Provided records
++++++

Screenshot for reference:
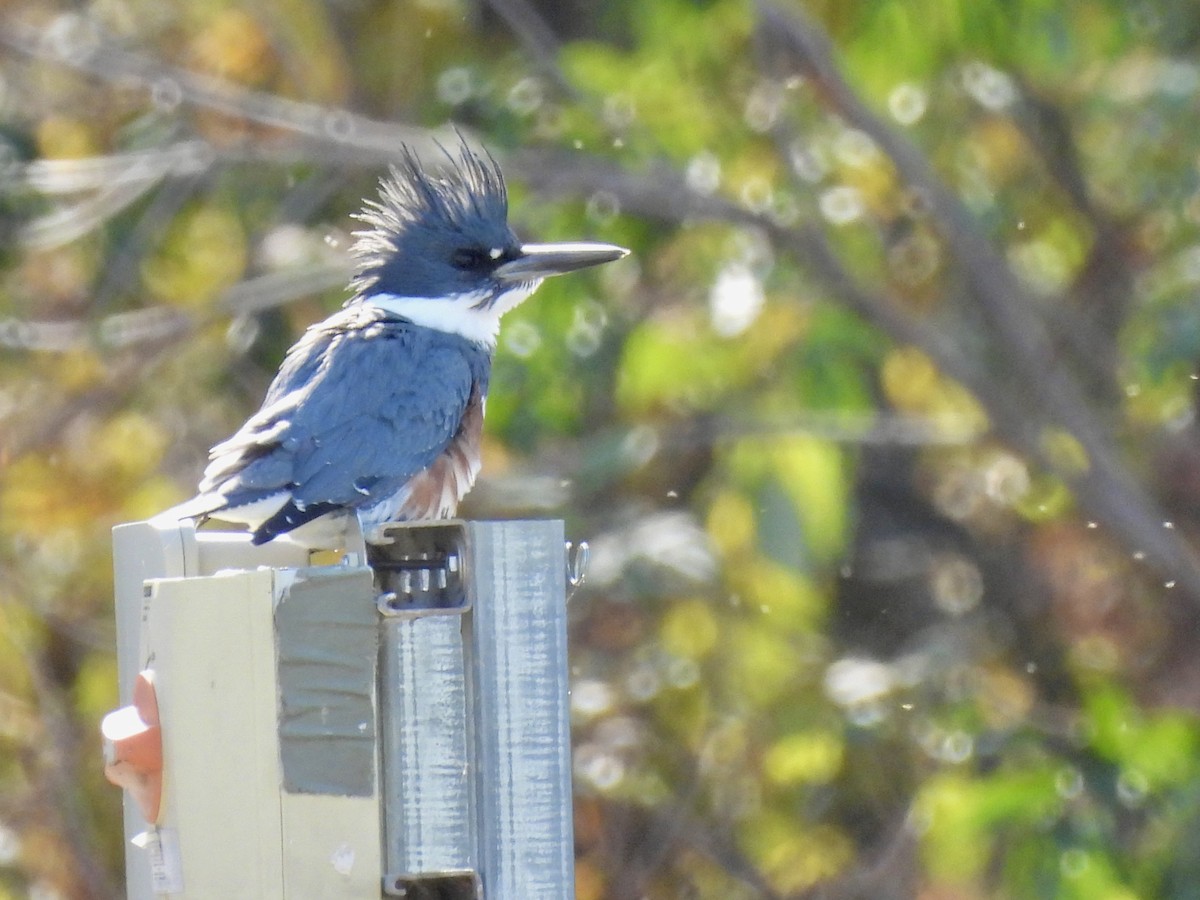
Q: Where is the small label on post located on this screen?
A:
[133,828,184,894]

++++++

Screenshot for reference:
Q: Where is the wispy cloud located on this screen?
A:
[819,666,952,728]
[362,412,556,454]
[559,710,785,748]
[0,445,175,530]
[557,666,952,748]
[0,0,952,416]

++++++

Which lines in the rows above contain the word "located"? Select each one.

Final result
Q: Where is the small label on post located on this screen?
Q: Where is the wispy cloud located on this screen?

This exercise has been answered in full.